* Problem details: Skip the images and return the records below exactly.

[Image-grounded pointing data]
= = = =

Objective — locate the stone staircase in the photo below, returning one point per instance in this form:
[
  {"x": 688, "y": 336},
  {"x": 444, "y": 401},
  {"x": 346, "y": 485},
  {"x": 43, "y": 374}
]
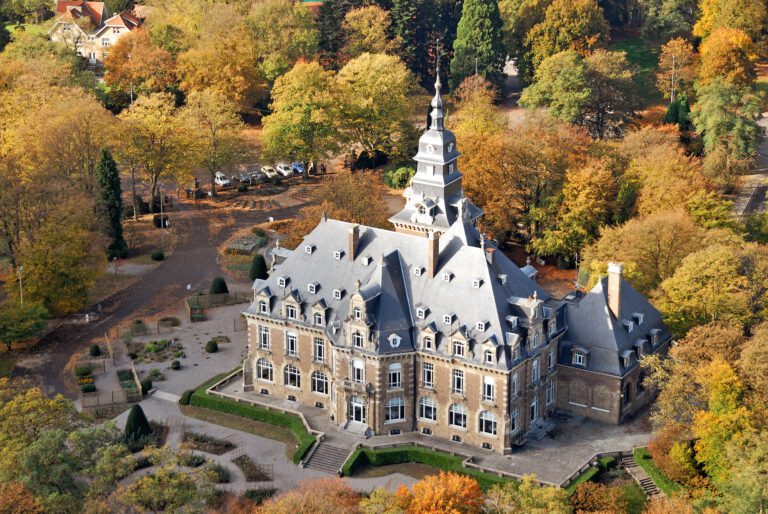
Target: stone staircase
[
  {"x": 641, "y": 477},
  {"x": 327, "y": 458}
]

= = = =

* Result of the exercise:
Objective — locate the stone staircase in the photo below, returning one point per instance in this form:
[
  {"x": 688, "y": 336},
  {"x": 444, "y": 401},
  {"x": 346, "y": 485},
  {"x": 43, "y": 374}
]
Target: stone staircase
[
  {"x": 641, "y": 477},
  {"x": 327, "y": 458}
]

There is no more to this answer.